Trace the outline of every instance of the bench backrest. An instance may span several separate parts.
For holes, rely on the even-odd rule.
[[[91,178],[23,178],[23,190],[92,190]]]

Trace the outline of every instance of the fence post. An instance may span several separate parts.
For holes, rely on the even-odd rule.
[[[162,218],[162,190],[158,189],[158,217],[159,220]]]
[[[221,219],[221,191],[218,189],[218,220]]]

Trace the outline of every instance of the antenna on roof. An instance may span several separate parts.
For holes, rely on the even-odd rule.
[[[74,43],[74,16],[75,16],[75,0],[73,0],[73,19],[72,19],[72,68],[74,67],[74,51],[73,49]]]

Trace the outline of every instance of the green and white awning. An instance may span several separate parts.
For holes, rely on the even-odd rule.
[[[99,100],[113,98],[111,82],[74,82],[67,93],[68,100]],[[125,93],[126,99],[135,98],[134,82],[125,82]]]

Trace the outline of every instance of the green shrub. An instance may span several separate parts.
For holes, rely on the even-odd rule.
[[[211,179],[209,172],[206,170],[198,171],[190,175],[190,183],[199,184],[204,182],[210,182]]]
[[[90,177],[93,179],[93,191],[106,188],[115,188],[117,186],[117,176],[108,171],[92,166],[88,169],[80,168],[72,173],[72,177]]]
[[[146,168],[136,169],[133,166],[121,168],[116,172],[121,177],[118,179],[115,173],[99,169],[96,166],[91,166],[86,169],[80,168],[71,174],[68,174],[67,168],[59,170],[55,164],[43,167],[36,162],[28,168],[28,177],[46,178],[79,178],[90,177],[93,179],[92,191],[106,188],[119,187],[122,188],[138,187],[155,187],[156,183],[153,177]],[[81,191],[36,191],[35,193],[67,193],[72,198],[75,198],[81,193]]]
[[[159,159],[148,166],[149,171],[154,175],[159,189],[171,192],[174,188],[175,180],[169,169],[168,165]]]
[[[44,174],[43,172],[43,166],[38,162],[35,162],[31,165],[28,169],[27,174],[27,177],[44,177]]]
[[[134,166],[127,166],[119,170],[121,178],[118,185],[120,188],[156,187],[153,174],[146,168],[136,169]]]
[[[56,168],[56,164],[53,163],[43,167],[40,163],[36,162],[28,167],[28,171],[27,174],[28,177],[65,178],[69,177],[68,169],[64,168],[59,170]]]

————————

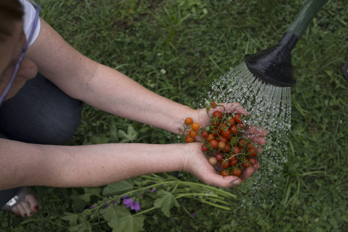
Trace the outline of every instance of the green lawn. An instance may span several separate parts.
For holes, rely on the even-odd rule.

————————

Please return, unchanged, the lines of the records from the line containing "Trace the outline of every instance of the fence" through the line containing "[[[221,219],[221,191],[218,189],[218,220]]]", inclusive.

Trace the outline of every instance of the fence post. An instance may span several separate parts.
For holes, rely on the even-odd rule.
[[[162,218],[162,190],[158,189],[158,217],[159,220]]]
[[[221,219],[221,191],[218,189],[218,220]]]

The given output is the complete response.